Goal:
Return exactly the lines that run from the one containing "building shown in the photo above." to the end of the entries, with both ends included.

Stored items from a collection:
--*--

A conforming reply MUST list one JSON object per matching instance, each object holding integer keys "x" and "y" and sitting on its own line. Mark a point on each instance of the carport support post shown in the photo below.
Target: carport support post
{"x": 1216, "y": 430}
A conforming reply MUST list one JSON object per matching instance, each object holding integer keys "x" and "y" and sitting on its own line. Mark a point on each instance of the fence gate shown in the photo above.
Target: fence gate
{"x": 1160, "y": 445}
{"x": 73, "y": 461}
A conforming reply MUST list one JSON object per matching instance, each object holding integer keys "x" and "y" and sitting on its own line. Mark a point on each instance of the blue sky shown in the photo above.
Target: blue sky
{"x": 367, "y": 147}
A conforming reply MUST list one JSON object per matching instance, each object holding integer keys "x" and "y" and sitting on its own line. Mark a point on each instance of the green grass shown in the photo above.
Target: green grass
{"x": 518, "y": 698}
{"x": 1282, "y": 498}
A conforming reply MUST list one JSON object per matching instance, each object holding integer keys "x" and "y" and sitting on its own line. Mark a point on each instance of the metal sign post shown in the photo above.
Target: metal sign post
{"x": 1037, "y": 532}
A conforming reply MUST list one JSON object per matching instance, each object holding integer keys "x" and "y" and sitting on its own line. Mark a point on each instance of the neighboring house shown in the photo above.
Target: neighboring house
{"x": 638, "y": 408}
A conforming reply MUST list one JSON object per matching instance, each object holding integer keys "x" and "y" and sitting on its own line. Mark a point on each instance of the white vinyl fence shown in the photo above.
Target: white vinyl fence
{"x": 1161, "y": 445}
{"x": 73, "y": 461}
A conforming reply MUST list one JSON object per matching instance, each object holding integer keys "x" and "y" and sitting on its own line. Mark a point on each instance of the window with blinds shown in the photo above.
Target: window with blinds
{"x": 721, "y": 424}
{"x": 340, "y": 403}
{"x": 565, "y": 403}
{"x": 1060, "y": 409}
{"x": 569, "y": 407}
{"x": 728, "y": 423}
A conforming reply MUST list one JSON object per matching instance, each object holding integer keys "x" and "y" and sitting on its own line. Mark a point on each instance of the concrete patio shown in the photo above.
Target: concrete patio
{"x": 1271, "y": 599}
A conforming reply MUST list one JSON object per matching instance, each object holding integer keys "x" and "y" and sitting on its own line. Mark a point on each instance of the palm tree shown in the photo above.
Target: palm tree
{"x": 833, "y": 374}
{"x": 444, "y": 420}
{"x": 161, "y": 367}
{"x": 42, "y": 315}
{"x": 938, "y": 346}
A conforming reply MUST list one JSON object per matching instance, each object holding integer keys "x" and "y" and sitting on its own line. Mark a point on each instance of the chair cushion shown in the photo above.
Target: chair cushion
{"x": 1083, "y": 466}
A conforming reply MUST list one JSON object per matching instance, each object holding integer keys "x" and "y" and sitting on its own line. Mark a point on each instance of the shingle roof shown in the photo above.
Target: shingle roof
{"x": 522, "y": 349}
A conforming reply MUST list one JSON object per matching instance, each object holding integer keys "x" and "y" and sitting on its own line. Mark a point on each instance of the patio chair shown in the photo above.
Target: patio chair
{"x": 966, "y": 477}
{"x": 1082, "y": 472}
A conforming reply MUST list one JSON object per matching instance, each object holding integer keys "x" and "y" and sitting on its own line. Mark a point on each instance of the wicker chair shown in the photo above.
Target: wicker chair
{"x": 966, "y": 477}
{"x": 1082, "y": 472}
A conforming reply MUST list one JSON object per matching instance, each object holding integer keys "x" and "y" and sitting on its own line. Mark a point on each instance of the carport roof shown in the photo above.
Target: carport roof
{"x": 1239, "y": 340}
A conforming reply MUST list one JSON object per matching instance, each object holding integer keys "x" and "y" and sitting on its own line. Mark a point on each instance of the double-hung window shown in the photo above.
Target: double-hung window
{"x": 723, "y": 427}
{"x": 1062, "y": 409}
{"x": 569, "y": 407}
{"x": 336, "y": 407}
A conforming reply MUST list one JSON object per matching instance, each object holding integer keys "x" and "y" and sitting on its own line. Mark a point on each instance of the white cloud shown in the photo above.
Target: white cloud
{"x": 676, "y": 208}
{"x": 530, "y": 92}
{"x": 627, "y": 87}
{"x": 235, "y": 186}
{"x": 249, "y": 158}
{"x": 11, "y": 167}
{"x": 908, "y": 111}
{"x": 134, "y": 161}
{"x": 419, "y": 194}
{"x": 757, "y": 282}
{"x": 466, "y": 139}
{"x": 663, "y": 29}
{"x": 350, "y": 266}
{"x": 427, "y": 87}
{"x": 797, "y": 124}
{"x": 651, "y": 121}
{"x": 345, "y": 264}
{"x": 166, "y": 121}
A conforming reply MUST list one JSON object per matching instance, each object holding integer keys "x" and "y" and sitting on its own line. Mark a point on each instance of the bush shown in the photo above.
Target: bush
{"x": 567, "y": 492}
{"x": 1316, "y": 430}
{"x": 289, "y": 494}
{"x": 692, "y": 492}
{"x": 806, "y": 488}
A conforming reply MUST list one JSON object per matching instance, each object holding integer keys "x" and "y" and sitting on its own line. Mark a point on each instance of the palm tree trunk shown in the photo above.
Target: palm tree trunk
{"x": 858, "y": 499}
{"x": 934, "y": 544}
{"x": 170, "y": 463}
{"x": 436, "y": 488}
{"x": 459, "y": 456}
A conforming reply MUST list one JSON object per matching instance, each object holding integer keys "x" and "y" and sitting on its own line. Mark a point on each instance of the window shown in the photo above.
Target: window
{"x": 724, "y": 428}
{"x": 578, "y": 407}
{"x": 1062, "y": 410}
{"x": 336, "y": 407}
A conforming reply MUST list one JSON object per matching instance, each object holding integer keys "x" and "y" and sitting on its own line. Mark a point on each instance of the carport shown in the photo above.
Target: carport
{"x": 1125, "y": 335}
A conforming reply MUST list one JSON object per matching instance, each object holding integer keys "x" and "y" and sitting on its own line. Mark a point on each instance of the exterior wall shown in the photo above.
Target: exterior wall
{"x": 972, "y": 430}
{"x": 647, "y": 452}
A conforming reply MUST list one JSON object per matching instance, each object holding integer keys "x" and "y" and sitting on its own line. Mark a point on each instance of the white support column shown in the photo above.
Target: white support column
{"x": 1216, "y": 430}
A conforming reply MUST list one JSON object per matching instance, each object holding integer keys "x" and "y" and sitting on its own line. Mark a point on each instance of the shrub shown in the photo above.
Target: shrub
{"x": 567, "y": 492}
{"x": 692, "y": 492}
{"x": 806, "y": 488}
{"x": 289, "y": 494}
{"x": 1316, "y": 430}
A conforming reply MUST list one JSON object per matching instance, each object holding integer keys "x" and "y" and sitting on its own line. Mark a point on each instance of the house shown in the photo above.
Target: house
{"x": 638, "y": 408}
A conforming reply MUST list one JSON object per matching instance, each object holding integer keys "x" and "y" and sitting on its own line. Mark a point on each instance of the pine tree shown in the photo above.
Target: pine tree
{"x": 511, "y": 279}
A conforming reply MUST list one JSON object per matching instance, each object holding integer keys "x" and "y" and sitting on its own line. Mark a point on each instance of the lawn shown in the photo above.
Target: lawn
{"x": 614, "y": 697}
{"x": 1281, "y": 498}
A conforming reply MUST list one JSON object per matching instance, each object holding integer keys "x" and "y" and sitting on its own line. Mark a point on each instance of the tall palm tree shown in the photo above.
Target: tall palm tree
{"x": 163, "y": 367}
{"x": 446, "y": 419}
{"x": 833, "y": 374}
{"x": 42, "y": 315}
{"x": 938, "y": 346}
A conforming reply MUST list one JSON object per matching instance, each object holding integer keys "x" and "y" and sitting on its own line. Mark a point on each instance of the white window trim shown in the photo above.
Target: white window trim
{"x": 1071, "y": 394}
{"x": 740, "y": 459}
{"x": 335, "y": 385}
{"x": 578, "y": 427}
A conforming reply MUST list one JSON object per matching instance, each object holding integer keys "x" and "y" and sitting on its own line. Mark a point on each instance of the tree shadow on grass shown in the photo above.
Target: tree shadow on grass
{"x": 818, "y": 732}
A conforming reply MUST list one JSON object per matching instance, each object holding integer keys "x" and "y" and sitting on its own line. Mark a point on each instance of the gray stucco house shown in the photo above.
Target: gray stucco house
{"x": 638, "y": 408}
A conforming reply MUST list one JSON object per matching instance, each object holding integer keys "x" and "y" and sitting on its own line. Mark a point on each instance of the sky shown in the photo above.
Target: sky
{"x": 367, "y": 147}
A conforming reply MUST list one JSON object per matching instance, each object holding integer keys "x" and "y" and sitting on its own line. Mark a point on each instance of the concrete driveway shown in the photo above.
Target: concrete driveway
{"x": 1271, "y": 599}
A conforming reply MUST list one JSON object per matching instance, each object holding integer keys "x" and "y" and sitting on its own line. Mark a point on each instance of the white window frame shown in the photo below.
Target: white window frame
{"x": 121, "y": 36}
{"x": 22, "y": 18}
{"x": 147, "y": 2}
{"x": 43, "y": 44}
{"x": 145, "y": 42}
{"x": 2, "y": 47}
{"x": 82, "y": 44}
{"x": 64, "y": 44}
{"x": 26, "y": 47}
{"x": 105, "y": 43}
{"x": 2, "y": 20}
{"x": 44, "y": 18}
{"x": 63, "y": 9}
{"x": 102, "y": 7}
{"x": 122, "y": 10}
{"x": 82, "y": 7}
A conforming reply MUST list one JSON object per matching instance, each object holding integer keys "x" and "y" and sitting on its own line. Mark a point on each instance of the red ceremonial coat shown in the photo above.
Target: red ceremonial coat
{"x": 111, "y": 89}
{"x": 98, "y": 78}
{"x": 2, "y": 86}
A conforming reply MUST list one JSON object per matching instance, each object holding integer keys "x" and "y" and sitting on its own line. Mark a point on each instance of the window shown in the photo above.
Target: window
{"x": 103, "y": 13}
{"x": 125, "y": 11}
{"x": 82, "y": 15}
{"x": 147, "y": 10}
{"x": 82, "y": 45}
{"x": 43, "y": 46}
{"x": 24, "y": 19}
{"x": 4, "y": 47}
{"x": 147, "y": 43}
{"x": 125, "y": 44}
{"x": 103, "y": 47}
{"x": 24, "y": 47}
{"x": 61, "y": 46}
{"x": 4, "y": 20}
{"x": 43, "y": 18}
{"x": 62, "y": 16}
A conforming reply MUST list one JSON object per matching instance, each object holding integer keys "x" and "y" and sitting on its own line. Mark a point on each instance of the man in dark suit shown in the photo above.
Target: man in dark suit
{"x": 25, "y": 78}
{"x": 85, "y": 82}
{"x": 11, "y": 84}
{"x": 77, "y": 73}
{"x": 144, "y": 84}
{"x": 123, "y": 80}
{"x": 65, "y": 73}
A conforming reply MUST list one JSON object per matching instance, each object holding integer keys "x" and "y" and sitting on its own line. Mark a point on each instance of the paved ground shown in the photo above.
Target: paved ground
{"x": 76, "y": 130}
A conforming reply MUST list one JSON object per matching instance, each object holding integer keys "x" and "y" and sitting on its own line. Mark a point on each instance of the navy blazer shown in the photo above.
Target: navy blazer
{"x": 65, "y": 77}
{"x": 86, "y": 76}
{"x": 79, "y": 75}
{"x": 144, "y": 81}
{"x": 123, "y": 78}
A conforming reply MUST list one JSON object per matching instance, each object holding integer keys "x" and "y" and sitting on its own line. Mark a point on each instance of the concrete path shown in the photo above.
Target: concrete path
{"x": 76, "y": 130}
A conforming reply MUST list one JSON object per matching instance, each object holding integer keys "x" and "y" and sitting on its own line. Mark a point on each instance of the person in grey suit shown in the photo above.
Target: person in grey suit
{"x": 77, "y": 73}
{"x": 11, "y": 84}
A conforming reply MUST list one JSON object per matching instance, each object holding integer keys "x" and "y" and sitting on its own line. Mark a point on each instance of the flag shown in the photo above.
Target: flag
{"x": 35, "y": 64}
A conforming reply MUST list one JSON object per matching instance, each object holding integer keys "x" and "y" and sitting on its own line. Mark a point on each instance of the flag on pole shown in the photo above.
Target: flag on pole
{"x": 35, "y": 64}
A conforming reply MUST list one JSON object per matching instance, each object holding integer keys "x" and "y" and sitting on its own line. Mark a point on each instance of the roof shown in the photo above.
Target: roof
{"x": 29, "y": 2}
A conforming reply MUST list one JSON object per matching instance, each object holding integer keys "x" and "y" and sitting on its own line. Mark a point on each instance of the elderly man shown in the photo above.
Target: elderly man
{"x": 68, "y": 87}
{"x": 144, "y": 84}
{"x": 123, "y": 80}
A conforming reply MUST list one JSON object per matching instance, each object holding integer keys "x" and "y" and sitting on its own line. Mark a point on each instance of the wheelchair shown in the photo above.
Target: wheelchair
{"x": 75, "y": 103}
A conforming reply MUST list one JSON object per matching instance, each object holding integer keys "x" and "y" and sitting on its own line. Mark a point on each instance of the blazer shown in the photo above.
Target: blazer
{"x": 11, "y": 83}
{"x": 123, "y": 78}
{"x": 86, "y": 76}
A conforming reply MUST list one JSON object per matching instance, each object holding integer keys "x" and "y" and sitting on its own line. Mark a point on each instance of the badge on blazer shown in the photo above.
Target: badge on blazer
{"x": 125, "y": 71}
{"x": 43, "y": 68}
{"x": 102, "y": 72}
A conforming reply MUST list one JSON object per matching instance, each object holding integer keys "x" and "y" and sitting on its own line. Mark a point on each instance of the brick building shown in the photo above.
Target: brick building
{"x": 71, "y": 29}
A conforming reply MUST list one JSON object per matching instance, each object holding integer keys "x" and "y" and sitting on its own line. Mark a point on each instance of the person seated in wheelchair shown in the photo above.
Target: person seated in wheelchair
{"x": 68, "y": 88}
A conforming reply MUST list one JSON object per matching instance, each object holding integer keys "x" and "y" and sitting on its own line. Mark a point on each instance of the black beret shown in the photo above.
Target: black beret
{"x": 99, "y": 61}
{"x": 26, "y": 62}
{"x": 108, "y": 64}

--*--

Correct response:
A conforming reply MUST list one JSON object per matching instance, each object holding integer keys "x" and "y" and sitting on its own line. Mark a point on each instance of the brick building shown in the photo above.
Target: brick building
{"x": 71, "y": 29}
A conforming reply MUST list one JSON object per matching instance, each object holding integer keys "x" and "y" and sitting on its own line. Mark a point on each instance of the person seated in wheelchair shown in the photo above.
Target: person seated in wheelchair
{"x": 68, "y": 88}
A conforming reply MUST list one JSON object per matching instance, each object holding integer keys "x" and "y" and sitting on its own line. Mark a point on each instance of the black beret shown in the photo above.
Target: black beret
{"x": 99, "y": 61}
{"x": 26, "y": 62}
{"x": 108, "y": 64}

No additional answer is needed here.